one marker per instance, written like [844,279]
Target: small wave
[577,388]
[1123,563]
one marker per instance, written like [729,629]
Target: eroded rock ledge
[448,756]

TASK DESCRIPTION: Reproduce every one of the records above line for line, leaving each character unchanged.

TASK RESULT:
one marker per instance, written like [844,279]
Target: small wave
[577,388]
[1123,563]
one marker per instance, written like [729,629]
Target: eroded rock ledge
[448,756]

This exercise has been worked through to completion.